• REQUIRED WORK
Which of the lines below hold "hillside"? Please return each one.

Stored data entries:
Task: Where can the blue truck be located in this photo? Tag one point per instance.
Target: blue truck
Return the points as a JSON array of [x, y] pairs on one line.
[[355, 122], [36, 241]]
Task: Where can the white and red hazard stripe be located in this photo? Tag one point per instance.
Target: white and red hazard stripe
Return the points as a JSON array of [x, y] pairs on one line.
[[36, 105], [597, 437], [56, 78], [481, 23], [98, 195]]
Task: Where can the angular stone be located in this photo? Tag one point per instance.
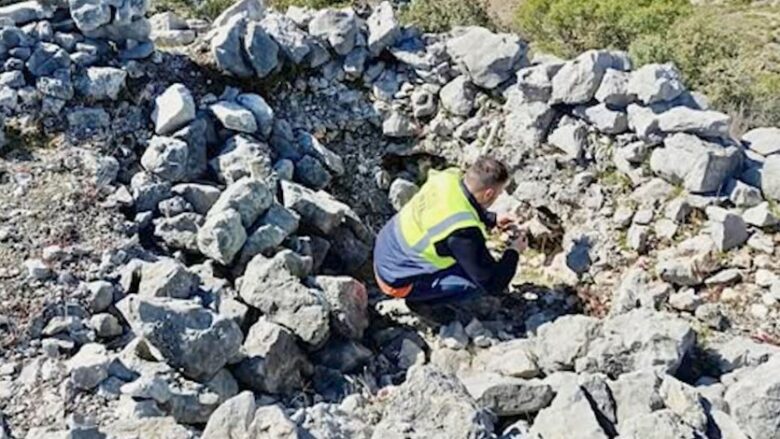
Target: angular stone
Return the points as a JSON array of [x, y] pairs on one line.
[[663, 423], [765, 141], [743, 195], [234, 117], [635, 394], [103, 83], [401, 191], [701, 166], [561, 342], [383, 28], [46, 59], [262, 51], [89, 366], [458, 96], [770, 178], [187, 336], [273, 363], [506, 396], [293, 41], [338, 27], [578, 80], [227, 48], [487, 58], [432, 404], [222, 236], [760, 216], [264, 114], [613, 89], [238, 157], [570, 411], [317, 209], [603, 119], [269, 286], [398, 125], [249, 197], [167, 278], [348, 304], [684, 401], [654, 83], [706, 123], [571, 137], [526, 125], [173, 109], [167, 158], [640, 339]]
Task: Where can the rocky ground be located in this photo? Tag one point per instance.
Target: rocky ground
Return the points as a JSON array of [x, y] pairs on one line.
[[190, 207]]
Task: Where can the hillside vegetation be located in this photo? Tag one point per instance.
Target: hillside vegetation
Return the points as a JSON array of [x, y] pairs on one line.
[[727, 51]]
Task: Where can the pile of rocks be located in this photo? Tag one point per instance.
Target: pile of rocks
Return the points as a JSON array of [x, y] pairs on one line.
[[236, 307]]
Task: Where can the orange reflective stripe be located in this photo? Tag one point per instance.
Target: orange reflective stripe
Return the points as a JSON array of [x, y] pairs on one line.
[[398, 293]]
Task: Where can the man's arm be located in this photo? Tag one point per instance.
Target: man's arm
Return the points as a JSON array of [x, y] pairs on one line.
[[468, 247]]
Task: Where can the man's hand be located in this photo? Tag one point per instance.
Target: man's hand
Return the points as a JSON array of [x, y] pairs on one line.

• RESPONSE TO THE TASK
Task: Where can the hillside vegetation be located in this photo? Tag one point per instance.
Target: hillside vegetation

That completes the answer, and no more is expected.